§ Supplied text:
# # #
Tubal Factor Infertility & IVF
In vitro fertilization can be used effectively to treat infertility in a number of situations. When a couple has been trying to conceive for a year or more without success, many opt for IVF as a way to deal with the situation. One of the causes of infertility for which IVF is an excellent treatment is tubal factor infertility.
What Is Tubal Factor Infertility?
Tubal factor infertility accounts for nearly one-quarter of all cases of infertility and includes cases of blocked fallopian tubes or pelvic adhesions caused by PID or endometriosis. Sometimes a tube may become blocked following pelvic surgery. If the damage to the tubes is relatively minor, it is often difficult to determine the problem is related to the tubes. After standard infertility testing is done, if there is no other apparent cause of infertility, it is generally assumed the problem is tubal factor infertility. If, however, the amount of scarring on the tubes is minimal, the infertility may be categorized as unexplained infertility.
The Causes Of Tubal Factor Infertility
PID, pelvic inflammatory disease, is usually caused by either Chlamydia or gonorrhea, both sexually transmitted diseases, which make their way through the cervix and into the fallopian tubes. The severe inflammatory response to the STD causes white blood cells, bacteria and other combatant fluids to fill the tubes as they fight the infection. Eventually the infection is stopped, but permanent scarring to the delicate inside of the tubes is left behind. Scar tissue formed at the ends of the tubes may completely or partially block them, cutting off the tubes from the ovaries. If PID is caught and treated early with an aggressive antibiotic regime, it is possible to maintain fertility. However, in most cases, PID renders a woman infertile. Cases of ectopic pregnancy also have the potential to block the tubes. It is estimated that the rate of ectopic pregnancies in women who had PID is 6-10 times higher than in those who did not.
# # #
§ Provided material:
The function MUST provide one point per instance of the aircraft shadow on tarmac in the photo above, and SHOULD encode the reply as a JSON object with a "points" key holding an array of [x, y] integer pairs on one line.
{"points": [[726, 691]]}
# # #
§ Action item A:
Answer these questions from the text on tubal factor infertility, each on its own line and marked as shown:
(i) What share of all infertility cases does tubal factor infertility account for?
(ii) Which two sexually transmitted diseases usually cause PID?
(iii) How much higher is the estimated rate of ectopic pregnancies in women who had PID?
§ Action item B: Rewrite the paragraph of the text on tubal factor infertility that begins "PID, pelvic inflammatory disease" as a bulleted list, keeping its main facts.
§ Action item C: Write a continuation of the text on tubal factor infertility, picking up after its final sentence.

§ Exercise response A:
(i) Nearly one-quarter.
(ii) Chlamydia or gonorrhea.
(iii) 6-10 times higher than in women who did not have PID.

§ Exercise response B:
- PID (pelvic inflammatory disease) is usually caused by Chlamydia or gonorrhea, which travel through the cervix into the fallopian tubes.
- The body's severe inflammatory response fills the tubes with white blood cells, bacteria and other fluids as they fight the infection.
- Once the infection is stopped, permanent scarring remains on the delicate inside of the tubes.
- Scar tissue at the ends of the tubes can block them completely or partially, cutting them off from the ovaries.
- Early, aggressive antibiotic treatment can preserve fertility, but in most cases PID leaves a woman infertile.
- Ectopic pregnancy can also block the tubes, and its estimated rate is 6-10 times higher in women who had PID.

§ Exercise response C:
Diagnosis By X-Ray
X-ray examination using a contrasting dye to highlight the fallopian tubes is the initial investigative tool used to determine blockage. If the tubes are open the dye flows through and spills into the abdominal cavity. However, even if this happens, it does not mean the tubes are functional. The inside lining may be damaged, even though the x-ray shows the dye flowing through the tube. Scarred tubes, even when they are open, may not be able to perform their function in connection with establishing a pregnancy. If there is a problem in egg pickup, transport to the tube, fertilization, or transport to the uterus, a pregnancy will usually fail.
IVF As A Means Of Conception For Women With Blocked Tubes
It is possible, and often preferred, to treat tubal factor infertility with IVF. IVF bypasses the problems with the tubes instead of attempting to repair them-as happens with surgical intervention. IVF is performed by removing several mature eggs from the ovaries, fertilizing them in a lab, and then transferring them back to the uterus. The success rates for IVF in women with tubal factor infertility are usually very good. The reason for this is that most women who have tubal infertility issues often do not have any other issues that would prevent pregnancy.